++++ Extrait du document ++++

Le New York Times exprime des préoccupations similaires à l'occasion de la réunion anniversaire de l'initiative de coopération régionale (BRI), qui réunit actuellement quelque 140 États à Pékin :
De nouvelles divisions mondiales en vue alors que Biden se rend en Israël et Poutine en Chine

La Russie et la Chine prennent le parti d'un peuple palestinien en quête de libération et d'autodétermination, alors qu'aux yeux de Washington, elles refusent ces mêmes possibilités aux Ukrainiens, aux Tibétains, aux Ouïghours et même aux Taïwanais.

Mais en hésitant à blâmer le Hamas et en s'efforçant de s'associer à la cause palestinienne, la Russie et la Chine font appel à un sentiment plus large dans ce qu'il est convenu d'appeler le Sud global - et dans une grande partie de l'Europe également. Pour eux, c'est Israël qui mène une politique colonialiste en occupant la Cisjordanie, en encourageant les colons juifs à s'installer sur les terres palestiniennes et en isolant les 2,3 millions d'habitants de Gaza, qui sont soumis, même en temps normal, à de fortes restrictions de leurs libertés.

++++ Informations fournies ++++

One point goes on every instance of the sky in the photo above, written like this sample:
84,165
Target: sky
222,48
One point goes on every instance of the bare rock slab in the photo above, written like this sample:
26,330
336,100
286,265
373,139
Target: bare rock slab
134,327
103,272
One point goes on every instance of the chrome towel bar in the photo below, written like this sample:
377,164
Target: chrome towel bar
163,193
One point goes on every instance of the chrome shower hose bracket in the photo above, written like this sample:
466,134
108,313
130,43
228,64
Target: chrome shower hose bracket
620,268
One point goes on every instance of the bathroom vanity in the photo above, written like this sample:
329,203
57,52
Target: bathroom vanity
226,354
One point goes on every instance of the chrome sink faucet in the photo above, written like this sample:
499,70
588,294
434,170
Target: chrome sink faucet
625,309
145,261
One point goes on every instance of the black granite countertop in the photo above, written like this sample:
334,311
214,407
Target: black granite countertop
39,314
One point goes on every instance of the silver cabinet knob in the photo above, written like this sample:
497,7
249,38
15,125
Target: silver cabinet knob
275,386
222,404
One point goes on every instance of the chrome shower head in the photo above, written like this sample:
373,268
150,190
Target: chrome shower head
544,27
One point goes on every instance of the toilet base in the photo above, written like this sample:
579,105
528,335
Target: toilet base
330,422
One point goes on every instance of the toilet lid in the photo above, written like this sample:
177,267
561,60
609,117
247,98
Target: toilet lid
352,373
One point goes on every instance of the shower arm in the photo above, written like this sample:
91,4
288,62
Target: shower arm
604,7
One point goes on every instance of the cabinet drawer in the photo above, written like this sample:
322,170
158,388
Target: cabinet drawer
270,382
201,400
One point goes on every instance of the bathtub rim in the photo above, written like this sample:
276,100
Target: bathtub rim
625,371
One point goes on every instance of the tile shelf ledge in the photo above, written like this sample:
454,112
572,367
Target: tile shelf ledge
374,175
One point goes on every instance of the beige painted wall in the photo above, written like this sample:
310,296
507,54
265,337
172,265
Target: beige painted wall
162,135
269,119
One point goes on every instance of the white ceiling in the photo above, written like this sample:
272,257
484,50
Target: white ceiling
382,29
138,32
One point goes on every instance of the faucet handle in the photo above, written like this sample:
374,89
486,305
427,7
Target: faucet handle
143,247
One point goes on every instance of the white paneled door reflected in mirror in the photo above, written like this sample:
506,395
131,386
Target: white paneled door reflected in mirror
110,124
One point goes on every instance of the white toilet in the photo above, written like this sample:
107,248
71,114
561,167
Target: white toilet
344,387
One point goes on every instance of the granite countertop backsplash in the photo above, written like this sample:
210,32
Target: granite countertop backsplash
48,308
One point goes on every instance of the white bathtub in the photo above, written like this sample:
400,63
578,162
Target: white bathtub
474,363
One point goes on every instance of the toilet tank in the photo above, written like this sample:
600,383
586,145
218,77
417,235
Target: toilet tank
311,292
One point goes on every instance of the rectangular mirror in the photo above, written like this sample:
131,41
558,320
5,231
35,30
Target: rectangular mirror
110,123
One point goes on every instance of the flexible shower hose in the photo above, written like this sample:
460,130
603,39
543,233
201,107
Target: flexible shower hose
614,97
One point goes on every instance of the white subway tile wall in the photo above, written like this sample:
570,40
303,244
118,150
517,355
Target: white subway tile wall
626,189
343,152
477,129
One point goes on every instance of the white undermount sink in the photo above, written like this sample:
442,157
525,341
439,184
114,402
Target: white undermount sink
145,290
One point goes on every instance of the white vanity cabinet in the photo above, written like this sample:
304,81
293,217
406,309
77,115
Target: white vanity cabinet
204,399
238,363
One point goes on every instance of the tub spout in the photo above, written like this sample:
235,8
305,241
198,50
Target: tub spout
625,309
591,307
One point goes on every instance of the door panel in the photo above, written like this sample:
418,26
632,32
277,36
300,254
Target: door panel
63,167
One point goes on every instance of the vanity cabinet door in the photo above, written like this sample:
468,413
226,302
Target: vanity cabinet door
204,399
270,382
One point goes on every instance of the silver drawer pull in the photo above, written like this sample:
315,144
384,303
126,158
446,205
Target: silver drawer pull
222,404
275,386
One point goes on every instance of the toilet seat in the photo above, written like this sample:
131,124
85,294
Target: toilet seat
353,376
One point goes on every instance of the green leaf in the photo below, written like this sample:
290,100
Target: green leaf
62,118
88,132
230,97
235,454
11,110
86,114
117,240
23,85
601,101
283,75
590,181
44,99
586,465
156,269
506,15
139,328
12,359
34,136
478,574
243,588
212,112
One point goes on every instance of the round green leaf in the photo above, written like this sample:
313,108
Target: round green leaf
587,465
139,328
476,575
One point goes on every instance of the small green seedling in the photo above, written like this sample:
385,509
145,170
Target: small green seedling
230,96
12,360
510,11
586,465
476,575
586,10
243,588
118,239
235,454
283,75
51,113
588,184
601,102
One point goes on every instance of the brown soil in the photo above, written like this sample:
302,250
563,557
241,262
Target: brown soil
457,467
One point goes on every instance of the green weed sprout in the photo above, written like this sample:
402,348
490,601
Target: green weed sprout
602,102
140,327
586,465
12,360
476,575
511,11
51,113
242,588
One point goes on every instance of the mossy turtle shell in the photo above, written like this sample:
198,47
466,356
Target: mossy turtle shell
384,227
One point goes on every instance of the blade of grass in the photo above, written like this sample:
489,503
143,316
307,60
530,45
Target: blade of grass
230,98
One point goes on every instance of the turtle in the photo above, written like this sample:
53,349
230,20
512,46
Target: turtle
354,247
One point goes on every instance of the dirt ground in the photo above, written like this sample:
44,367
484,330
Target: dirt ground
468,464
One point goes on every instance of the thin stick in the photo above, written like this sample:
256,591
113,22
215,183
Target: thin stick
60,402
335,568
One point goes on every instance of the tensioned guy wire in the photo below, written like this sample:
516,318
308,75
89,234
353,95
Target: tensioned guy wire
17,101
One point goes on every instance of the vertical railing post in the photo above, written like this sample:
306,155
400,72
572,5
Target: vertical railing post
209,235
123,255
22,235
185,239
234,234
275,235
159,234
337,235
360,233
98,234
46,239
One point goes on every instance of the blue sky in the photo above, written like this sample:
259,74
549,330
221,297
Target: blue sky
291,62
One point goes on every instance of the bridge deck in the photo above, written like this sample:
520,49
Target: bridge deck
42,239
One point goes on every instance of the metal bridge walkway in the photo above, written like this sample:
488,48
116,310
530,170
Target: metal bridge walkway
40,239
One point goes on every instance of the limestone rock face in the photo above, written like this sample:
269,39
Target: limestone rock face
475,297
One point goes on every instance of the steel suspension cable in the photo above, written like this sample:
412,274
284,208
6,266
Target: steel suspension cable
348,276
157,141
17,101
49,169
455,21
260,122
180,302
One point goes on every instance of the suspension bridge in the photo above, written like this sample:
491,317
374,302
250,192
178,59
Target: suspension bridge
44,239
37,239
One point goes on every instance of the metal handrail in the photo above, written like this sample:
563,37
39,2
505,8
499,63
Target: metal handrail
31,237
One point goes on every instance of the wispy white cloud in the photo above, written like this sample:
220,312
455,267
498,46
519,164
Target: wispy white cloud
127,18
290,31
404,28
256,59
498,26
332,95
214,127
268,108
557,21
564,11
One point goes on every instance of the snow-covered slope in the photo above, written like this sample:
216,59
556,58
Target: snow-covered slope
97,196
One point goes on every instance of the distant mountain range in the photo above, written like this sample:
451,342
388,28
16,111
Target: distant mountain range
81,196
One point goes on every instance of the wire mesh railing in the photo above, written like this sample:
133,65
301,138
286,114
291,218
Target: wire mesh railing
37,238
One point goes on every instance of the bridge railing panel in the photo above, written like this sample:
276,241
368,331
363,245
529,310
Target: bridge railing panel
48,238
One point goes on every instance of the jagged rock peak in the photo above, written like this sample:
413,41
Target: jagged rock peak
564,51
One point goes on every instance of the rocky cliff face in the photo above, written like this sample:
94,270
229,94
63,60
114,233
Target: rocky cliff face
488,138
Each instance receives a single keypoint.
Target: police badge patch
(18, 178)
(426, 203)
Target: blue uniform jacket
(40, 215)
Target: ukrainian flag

++++

- _Consignes de la tâche_
Recopiez mot pour mot l'intégralité de l'extrait sur les nouvelles divisions mondiales autour de la guerre entre Israël et le Hamas. La liste ci-dessus provient d'une autre source que l'extrait.

- _Réponse à la tâche_
Le New York Times exprime des préoccupations similaires à l'occasion de la réunion anniversaire de l'initiative de coopération régionale (BRI), qui réunit actuellement quelque 140 États à Pékin :
De nouvelles divisions mondiales en vue alors que Biden se rend en Israël et Poutine en Chine

La Russie et la Chine prennent le parti d'un peuple palestinien en quête de libération et d'autodétermination, alors qu'aux yeux de Washington, elles refusent ces mêmes possibilités aux Ukrainiens, aux Tibétains, aux Ouïghours et même aux Taïwanais.

Mais en hésitant à blâmer le Hamas et en s'efforçant de s'associer à la cause palestinienne, la Russie et la Chine font appel à un sentiment plus large dans ce qu'il est convenu d'appeler le Sud global - et dans une grande partie de l'Europe également. Pour eux, c'est Israël qui mène une politique colonialiste en occupant la Cisjordanie, en encourageant les colons juifs à s'installer sur les terres palestiniennes et en isolant les 2,3 millions d'habitants de Gaza, qui sont soumis, même en temps normal, à de fortes restrictions de leurs libertés.